(Records from a collection)
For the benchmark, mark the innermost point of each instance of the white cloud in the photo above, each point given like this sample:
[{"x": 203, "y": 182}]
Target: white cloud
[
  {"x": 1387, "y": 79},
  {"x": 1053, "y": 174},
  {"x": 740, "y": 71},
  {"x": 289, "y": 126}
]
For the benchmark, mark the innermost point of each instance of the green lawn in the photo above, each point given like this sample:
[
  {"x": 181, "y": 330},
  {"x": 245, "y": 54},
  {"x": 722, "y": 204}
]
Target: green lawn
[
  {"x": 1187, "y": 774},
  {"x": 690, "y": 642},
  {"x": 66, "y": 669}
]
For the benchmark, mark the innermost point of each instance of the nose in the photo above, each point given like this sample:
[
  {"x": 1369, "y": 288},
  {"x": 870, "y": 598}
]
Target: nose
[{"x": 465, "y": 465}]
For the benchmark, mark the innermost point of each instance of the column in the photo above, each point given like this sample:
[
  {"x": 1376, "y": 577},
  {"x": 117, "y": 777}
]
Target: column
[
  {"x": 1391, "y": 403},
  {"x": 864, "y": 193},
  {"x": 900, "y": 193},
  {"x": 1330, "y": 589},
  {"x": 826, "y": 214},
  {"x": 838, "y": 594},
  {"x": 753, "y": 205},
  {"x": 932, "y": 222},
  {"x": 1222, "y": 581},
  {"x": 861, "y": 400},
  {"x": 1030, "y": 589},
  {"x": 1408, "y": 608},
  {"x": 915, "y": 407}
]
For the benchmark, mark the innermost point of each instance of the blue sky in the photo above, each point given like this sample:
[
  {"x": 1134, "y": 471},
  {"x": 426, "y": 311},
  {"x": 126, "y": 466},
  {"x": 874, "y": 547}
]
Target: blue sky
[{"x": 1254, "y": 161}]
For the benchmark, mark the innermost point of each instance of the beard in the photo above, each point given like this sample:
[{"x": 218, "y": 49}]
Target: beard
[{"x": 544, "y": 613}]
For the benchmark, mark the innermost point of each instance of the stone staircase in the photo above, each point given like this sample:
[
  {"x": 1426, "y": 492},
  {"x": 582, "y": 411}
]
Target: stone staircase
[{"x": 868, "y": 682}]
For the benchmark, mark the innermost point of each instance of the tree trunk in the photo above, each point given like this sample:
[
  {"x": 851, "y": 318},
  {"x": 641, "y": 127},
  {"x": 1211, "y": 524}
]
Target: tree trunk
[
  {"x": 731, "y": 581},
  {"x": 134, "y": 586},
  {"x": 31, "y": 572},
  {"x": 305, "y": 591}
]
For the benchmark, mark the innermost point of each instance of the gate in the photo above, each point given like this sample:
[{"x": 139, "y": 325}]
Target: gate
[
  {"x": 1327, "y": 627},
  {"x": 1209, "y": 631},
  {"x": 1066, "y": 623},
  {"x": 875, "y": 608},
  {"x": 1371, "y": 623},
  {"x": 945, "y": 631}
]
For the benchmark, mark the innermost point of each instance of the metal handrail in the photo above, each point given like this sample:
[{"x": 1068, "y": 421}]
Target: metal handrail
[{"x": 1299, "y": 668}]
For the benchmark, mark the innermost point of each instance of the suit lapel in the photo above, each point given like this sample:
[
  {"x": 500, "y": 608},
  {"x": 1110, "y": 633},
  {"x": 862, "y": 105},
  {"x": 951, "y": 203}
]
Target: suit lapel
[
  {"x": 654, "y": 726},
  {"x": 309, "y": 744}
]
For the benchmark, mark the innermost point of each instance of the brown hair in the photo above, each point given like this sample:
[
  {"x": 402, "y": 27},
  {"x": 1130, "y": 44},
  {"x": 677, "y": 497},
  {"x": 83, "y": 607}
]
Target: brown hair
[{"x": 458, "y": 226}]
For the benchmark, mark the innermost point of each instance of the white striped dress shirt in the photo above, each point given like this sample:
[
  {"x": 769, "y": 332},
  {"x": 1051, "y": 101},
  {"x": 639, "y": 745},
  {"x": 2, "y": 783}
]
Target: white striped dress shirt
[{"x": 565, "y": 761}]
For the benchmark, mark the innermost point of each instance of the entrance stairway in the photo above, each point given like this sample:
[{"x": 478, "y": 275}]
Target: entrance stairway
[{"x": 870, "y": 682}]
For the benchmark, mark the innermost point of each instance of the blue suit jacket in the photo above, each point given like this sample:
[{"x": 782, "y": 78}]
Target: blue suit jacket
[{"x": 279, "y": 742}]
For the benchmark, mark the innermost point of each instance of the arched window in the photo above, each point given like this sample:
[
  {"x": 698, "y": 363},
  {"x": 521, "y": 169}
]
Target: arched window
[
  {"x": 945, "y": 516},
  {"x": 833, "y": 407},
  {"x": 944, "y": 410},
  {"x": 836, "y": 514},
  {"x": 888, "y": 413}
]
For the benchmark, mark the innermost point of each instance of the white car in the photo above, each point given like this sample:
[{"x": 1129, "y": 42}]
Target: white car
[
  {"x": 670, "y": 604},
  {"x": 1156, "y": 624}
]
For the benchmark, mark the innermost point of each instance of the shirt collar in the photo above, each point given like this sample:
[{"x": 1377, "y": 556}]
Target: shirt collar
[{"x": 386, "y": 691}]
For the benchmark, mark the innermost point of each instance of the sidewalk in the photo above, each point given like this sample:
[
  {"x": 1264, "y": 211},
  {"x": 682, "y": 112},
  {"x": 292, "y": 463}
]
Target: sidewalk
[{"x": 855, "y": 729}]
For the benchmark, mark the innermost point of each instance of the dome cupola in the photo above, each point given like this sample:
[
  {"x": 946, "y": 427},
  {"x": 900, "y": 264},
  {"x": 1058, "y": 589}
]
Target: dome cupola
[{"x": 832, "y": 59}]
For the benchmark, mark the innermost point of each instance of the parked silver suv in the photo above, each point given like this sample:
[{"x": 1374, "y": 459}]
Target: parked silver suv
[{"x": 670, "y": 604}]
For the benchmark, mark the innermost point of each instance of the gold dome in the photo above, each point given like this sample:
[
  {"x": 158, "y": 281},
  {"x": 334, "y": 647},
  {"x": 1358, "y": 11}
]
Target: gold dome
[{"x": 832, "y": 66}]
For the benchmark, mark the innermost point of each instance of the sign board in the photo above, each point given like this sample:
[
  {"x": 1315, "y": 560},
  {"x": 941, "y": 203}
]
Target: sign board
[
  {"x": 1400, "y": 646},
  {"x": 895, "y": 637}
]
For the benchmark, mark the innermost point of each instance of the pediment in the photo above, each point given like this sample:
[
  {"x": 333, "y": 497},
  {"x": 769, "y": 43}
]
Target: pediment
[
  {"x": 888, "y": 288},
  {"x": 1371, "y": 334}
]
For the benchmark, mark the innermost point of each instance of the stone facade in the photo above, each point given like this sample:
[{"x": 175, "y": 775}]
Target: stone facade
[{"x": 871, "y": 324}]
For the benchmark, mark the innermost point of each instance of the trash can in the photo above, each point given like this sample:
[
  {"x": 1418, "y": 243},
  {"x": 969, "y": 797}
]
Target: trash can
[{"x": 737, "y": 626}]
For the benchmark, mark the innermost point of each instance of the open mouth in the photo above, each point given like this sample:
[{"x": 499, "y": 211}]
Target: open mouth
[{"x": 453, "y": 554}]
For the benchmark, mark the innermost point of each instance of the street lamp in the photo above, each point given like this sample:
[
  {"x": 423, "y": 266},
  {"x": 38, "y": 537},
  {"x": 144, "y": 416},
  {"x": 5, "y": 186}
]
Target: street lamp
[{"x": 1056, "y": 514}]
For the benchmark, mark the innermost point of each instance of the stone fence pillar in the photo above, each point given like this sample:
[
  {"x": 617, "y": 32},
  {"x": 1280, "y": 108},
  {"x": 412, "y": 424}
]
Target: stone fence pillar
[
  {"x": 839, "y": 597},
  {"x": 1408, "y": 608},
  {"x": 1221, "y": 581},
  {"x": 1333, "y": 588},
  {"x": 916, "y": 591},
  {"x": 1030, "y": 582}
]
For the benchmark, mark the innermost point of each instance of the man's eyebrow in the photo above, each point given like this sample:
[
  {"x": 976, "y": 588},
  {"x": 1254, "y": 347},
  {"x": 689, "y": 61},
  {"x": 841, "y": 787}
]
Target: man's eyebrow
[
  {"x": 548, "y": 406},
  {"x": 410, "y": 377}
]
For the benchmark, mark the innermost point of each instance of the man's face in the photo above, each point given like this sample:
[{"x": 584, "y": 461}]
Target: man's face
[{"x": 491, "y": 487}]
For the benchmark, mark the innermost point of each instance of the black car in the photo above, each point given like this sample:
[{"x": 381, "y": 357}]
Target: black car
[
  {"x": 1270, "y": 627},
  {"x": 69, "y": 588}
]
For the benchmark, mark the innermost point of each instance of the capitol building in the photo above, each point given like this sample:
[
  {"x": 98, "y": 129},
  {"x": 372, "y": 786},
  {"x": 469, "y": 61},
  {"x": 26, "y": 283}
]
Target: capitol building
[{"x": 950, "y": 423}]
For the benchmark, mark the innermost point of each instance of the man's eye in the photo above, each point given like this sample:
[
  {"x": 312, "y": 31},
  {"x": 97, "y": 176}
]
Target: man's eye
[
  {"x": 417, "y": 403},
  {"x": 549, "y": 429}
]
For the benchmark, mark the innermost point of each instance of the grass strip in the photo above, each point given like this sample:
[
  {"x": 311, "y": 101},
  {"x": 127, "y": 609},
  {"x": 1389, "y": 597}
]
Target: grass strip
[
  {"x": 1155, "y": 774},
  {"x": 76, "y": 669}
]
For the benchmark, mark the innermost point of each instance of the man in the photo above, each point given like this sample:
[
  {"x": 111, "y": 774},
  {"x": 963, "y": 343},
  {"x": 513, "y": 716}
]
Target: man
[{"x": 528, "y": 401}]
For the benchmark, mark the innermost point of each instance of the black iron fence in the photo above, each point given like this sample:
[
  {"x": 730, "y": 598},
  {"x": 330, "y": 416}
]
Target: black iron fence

[Work required]: Locate the line that contains "of the grass". Repeat it and every line after it, up to and including the final line, exactly.

[Solution to this problem]:
For the benchmark, mark the innermost point of each instance of the grass strip in the photo above, each point given like this sample:
[
  {"x": 311, "y": 101},
  {"x": 127, "y": 609},
  {"x": 1389, "y": 597}
]
Target: grass strip
[
  {"x": 1155, "y": 774},
  {"x": 76, "y": 669}
]
For the benchmark, mark the innermost point of each instance of the man in the photo above, each point given like this sample:
[
  {"x": 111, "y": 774},
  {"x": 963, "y": 343},
  {"x": 513, "y": 716}
]
Target: man
[{"x": 528, "y": 401}]
For the benchmark, mark the innermost point of each instance of the black iron fence in the photo above, each point given like this sample:
[
  {"x": 730, "y": 598},
  {"x": 330, "y": 416}
]
Target: black iron fence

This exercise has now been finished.